- [Dataset extract]:

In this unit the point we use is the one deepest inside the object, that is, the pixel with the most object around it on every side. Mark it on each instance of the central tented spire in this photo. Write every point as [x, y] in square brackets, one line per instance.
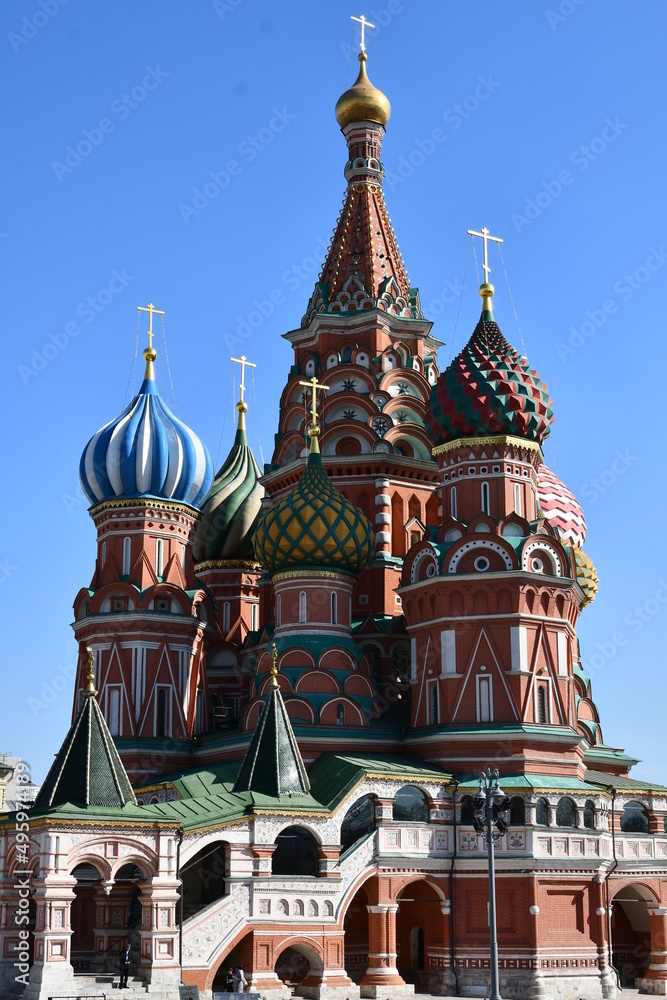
[364, 268]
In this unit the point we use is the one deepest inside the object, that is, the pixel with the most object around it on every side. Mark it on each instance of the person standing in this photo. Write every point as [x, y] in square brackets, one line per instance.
[240, 981]
[125, 962]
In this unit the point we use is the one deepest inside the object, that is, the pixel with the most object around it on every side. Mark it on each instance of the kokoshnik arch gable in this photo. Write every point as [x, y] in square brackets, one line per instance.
[288, 680]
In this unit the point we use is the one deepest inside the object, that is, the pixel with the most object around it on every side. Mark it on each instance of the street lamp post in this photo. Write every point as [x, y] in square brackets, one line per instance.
[490, 818]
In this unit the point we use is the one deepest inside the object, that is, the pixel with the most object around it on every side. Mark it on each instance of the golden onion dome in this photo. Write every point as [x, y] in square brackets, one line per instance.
[363, 101]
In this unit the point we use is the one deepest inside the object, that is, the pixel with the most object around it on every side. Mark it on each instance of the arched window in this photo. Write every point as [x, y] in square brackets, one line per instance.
[359, 821]
[485, 499]
[296, 853]
[542, 813]
[589, 815]
[542, 703]
[566, 813]
[634, 818]
[466, 810]
[161, 722]
[435, 705]
[127, 555]
[517, 811]
[410, 805]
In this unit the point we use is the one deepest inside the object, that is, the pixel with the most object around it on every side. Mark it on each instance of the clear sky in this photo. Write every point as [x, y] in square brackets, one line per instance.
[544, 121]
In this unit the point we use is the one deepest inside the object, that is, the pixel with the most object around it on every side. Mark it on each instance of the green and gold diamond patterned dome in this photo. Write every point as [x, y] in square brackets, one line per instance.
[314, 527]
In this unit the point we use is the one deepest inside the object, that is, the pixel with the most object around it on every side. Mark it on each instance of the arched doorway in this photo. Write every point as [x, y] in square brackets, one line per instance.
[355, 928]
[631, 932]
[83, 916]
[420, 930]
[204, 878]
[296, 965]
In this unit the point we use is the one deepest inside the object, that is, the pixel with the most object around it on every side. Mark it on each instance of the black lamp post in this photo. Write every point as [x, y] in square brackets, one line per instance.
[490, 818]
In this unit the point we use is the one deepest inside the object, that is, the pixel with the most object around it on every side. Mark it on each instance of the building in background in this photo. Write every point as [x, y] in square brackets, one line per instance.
[295, 677]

- [Required action]:
Your task is an exact transcription of all the data, minus the pictures.

- [Result of this exercise]:
In this unit the point we use is the one deepest inside the object, that is, the pixel with the most object around it on every side. Mark it on each instance of the central tented spire in this photo. Write every point as [x, y] in square brackets, one line per instance.
[364, 268]
In this unit the point we use is the one deepest inside the object, that is, the pixel with the most object around it on every side. Mark it on each instance of the person standing in this photo. Write every point as [x, y] in square brackets, one line per instance.
[240, 981]
[125, 962]
In this unit the point we use is the one deepest inside the object, that is, the pixel with the most object around it on every side. Mark it on each instance of the kokoshnik arch gable in this photo. Write every point as [x, y] in square brackets, one line per instance.
[288, 680]
In this unit the point we use is the one deepest inside the object, that is, the pixel with the most object around it on every side. Mark it on each instance of the street lamp post in this photo. Write every point as [x, y] in square brackets, one line per instance.
[490, 818]
In this unit the point we use is the one deepest inside the object, that is, the pixel with the most object around it on every side. Mark it on each instance of the golden onion dome in this photo. Write every point as [x, y] in square brackets, one line per instance.
[363, 101]
In this unit the point we use is the one deepest inside the object, that is, the pixel with the most object around it on every side. Mark it on each instance of the arched window in this photo. Write every point as [x, y] in square brackets, one line per instance.
[359, 821]
[485, 499]
[296, 853]
[542, 813]
[589, 815]
[542, 703]
[566, 813]
[634, 818]
[466, 810]
[161, 722]
[435, 705]
[127, 555]
[517, 811]
[410, 805]
In this unit the point we use is the one deepest inside the object, that is, the pixel with the most object around it on every side. Mark it on each instance of the clear sky in this photo. Write every point as [x, y] in square brackets, one line per instance.
[544, 121]
In this unit the point we use is the one deepest inside the object, that is, the pixel with the most object around it on every side. Mark it on each instance of the green and gold diamond patterned dome in this photo. Write every point as [x, y] in square brackets, one line per instance.
[314, 527]
In this unit the point we use is the one deepest inside the object, that is, the pixel with the most object around it on every side. Mark it on each instance of the arched doorway in this photo. Write every point as [x, y] in square brackets, one line per instance.
[355, 928]
[631, 932]
[83, 916]
[420, 930]
[204, 878]
[296, 965]
In this unit the point we use is the one deepest inside the object, that is, the pixel with the most object around it on every side. Mark it on each instance of the black lamp post in this photo. Write every point as [x, y] in square brackets, one line per instance.
[490, 818]
In this unit the point we use is the one deepest inside the object, that is, the pixel with the most object around it on every side. Mark it on each instance of the building in background in this photo. Write every point as [x, y] in square brackets, one line per instance.
[295, 677]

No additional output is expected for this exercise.